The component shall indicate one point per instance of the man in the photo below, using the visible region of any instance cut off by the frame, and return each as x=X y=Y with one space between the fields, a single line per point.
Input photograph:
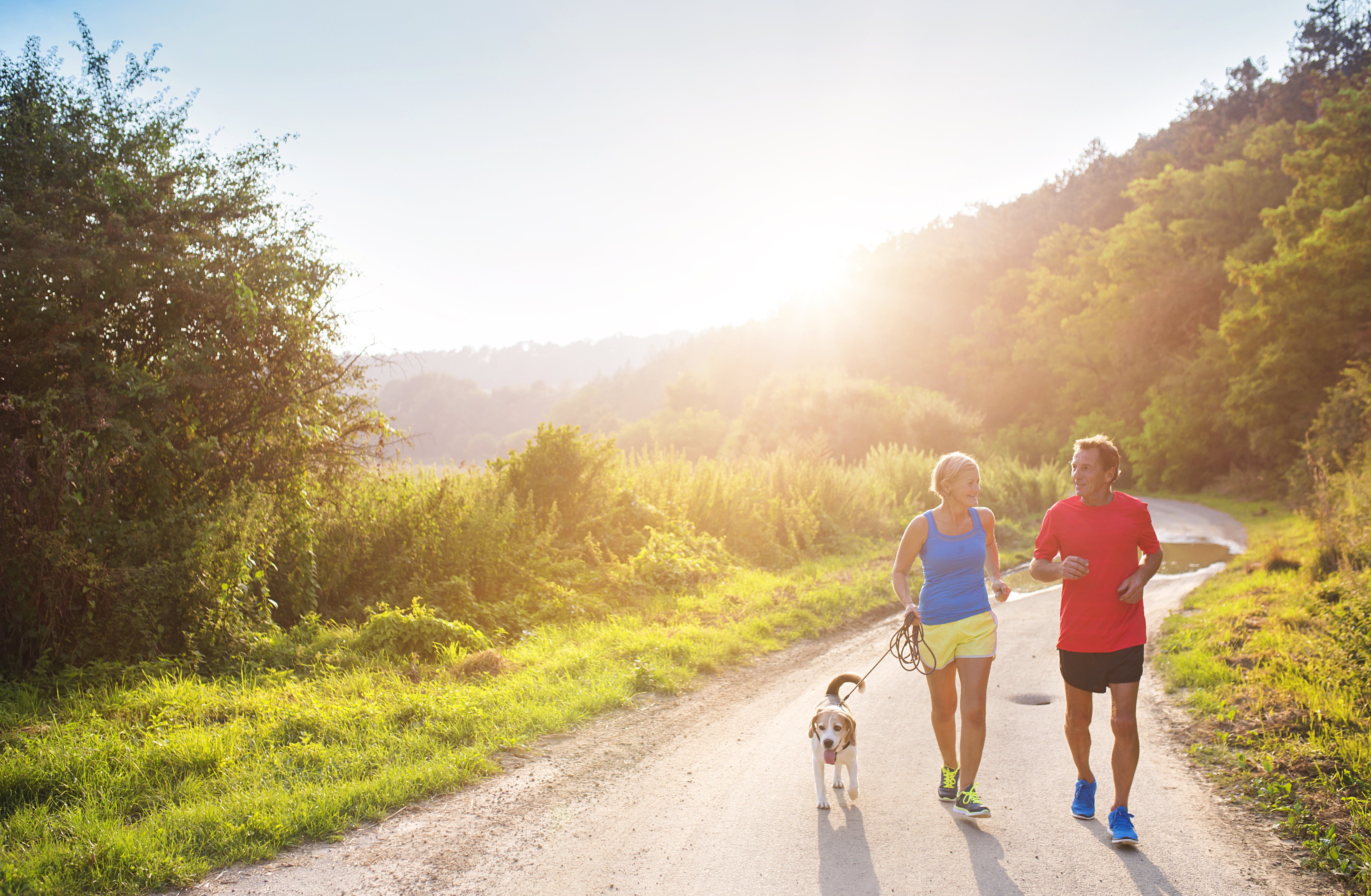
x=1099 y=534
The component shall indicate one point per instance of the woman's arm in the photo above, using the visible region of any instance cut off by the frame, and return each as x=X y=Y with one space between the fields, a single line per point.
x=910 y=547
x=988 y=523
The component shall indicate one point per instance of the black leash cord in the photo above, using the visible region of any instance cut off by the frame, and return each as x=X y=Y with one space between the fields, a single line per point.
x=904 y=646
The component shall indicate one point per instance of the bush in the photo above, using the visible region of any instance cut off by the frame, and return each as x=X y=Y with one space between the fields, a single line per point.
x=169 y=364
x=938 y=424
x=398 y=634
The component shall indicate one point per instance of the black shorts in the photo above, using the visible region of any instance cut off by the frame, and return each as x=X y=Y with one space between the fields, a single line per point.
x=1095 y=672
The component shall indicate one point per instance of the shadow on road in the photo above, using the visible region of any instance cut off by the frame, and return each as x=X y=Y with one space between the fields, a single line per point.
x=845 y=868
x=1147 y=877
x=986 y=861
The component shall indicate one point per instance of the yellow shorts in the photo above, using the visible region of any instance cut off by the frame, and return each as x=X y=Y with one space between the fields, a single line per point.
x=974 y=636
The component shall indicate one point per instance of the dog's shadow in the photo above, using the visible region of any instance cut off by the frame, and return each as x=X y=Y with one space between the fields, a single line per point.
x=845 y=866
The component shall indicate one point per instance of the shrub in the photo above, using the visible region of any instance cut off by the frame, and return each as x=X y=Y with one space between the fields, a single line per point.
x=398 y=634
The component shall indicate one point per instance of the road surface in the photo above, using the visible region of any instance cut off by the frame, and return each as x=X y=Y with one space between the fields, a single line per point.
x=714 y=792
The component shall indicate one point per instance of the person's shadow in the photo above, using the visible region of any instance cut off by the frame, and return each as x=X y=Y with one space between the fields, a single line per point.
x=845 y=868
x=986 y=860
x=1147 y=877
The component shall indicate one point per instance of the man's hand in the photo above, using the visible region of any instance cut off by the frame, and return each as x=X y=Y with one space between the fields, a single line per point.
x=1074 y=568
x=1130 y=591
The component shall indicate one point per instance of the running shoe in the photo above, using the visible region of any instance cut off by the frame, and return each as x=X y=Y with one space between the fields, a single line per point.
x=1121 y=827
x=948 y=790
x=970 y=805
x=1084 y=806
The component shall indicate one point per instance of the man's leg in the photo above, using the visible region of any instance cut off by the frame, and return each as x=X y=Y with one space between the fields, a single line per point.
x=975 y=676
x=1080 y=709
x=942 y=695
x=1123 y=720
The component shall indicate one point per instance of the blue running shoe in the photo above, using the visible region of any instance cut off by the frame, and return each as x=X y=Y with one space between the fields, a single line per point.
x=1084 y=806
x=1121 y=827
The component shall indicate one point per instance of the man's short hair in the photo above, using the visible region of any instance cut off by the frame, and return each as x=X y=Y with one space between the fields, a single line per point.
x=948 y=469
x=1108 y=451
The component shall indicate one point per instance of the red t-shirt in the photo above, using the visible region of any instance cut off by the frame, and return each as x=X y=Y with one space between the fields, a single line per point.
x=1093 y=619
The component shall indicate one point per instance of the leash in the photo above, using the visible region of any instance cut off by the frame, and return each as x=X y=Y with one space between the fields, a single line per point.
x=904 y=646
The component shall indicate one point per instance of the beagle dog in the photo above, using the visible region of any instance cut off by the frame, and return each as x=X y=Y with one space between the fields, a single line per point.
x=833 y=739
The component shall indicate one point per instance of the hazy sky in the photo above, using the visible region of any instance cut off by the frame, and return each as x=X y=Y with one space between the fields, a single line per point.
x=504 y=172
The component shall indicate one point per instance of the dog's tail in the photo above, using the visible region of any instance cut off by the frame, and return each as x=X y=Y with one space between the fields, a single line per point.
x=846 y=679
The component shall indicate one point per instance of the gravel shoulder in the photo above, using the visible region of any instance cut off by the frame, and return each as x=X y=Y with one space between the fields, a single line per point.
x=714 y=790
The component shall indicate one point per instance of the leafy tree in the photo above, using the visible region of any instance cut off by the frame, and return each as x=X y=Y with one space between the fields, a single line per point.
x=166 y=362
x=1306 y=312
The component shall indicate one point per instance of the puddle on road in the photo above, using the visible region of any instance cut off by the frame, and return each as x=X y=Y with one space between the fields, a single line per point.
x=1188 y=558
x=1175 y=558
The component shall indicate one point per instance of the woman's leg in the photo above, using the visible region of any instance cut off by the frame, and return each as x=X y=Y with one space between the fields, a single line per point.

▶ **Work required**:
Without the pictures, give back the entries exactly.

▶ **Written reply**:
The component shall indicate one point per instance of the man in the photo below, using the visible region of any instance cut off by the frame, and return each as x=X y=Y with one space between the fields, a single line per point.
Input photograph:
x=1099 y=534
The component shall indicate one point per instance of the woman's arm in the photo above, using the visible region of any instance cut off by the frame, and return each as x=X y=Y with one space between the fields, a single line per point.
x=910 y=547
x=988 y=523
The component shall indicate one point per instance of the black leash cord in the photo above, using the visible region of any instance cut off by the frame, and return each as x=X y=Y with one space between the fields, a single line per point.
x=904 y=646
The component shall indicate one point per instance of the bush in the photo above, using the visible region of any instance cut off by the frame, and return each as x=X y=Y with one space between the fields, a single line per point.
x=169 y=364
x=938 y=424
x=398 y=634
The component shall indicate one point per instance of the black shorts in the photo above, using the visible region of any instance cut off by the frame, and return each as x=X y=Y with one space between the fields, a single line per point.
x=1095 y=672
The component shall indicate one point per instance of the shadow on road in the photo above, using the visible region of any instance cut off by the frame, and return each as x=X y=Y with one space between the fields, a single line per point.
x=845 y=868
x=1147 y=877
x=986 y=861
The component shall indicate one point per instance of the yellow shorts in the photo above, using the visible region of any instance cut off by the frame, and return each as x=X y=Y with one space between the fields, a single line per point.
x=974 y=636
The component shall indicate one point per instance of the dog's shadow in the photo above, using the visible region of any instance cut off by the frame, and return each as x=X y=Y with one space between the fields, a single line per point.
x=845 y=866
The component shall indicate one point per instance of the shrub in the photo above, using the visible region of any instance cut off by the frame, and return each as x=X y=Y with one space between the fields, a single line per point.
x=398 y=634
The component shall indicate one point per instance of the road surface in the photo above, using the visible region of any instance cut off by the frame, and return each as x=X y=Y with one space between the fields, a single line per point.
x=714 y=792
The component shall indicate one point per instance of the person's shadow in the photo above, using the visible region of any instance cut off by the frame, and return each as x=X y=Y with one space between the fields, a single line per point.
x=845 y=868
x=986 y=860
x=1147 y=877
The component shall indicate one point per instance of the man's hand in the photo above, using the visible region of any instance cut off by the frame, and return each as x=X y=Y with one space between the fields, a single line per point.
x=1074 y=568
x=1130 y=591
The component shall indicate one point per instance of the running shoe in the photo above, using the visible region of any instance cut off by the frame, and return each as x=X y=Y with one space between the fields, a single line per point.
x=1121 y=827
x=948 y=790
x=970 y=805
x=1084 y=806
The component shall indicate one point per instance of the man's leg in the photo above, using the visible region of any instance cut off by the frame, and return each as x=X y=Y with one space between the fields, a single line per point.
x=975 y=676
x=1080 y=709
x=942 y=695
x=1123 y=720
The component shall indicate one point per instance of the blue running shoe in the photo above, using the visible region of any instance cut off by the frame, and return each as x=X y=Y with one space between the fields, a single line per point.
x=1084 y=806
x=1121 y=827
The component shall indicate one point per instance of the man's short hair in the photo above, using the visible region of any instance cut off by the frame, and return each as x=X y=Y with one space between the fields, a single line per point.
x=948 y=469
x=1108 y=451
The component shall indicate one point per instance of the red t-shirt in the photo above, using the visible region of any instance cut off by the frame, and return each as x=X y=Y with one space between the fields, a single line per point.
x=1093 y=619
The component shall indicate one point per instance of the leash in the photo above, using the visible region of any instance cut off by the frame, and return each as x=X y=Y with one space between the fields, a single line per point.
x=904 y=646
The component shall indicate one point per instance of the beagle dog in the photo above, using the visible region of any instance cut off by the frame, and return each as x=X y=Y with one space between the fields, a single line per point.
x=833 y=739
The component shall indicate one point per instance of the hazy sky in the photo above, using the visible region of any instance cut off by the frame, and return each as x=X y=Y with one space between the fields, a single line per point.
x=504 y=172
The component shall indicate one point per instance of the dog's tail in the photo above, using the visible region of any instance cut off by the frame, and return each as x=X y=Y with one space between the fields, a single line per point.
x=846 y=679
The component shall indicate one point per instance of the gravel shoulder in the photo above, using the visible region of any instance cut off by the frame, and return each as x=X y=Y with one space between the fields, a single line per point.
x=714 y=790
The component shall indicate one point per instance of the leafy tree in the photo above, using the visible region of any instance cut off by the frame, and return each as x=X y=Y with one space between the fields, a single line per point.
x=166 y=362
x=1306 y=312
The component shall indicate one point per instance of the puddle on road in the photo above, using the visible region of any instance cut off by the frame, and return each as x=X y=Y with one space between the fields, a single line per point.
x=1188 y=558
x=1175 y=558
The component shall indicate one point per instance of the woman's leg in the photo above, using the visible region of any instance cut off by the frame, and return each as x=X y=Y with one space between the fields, a single line per point.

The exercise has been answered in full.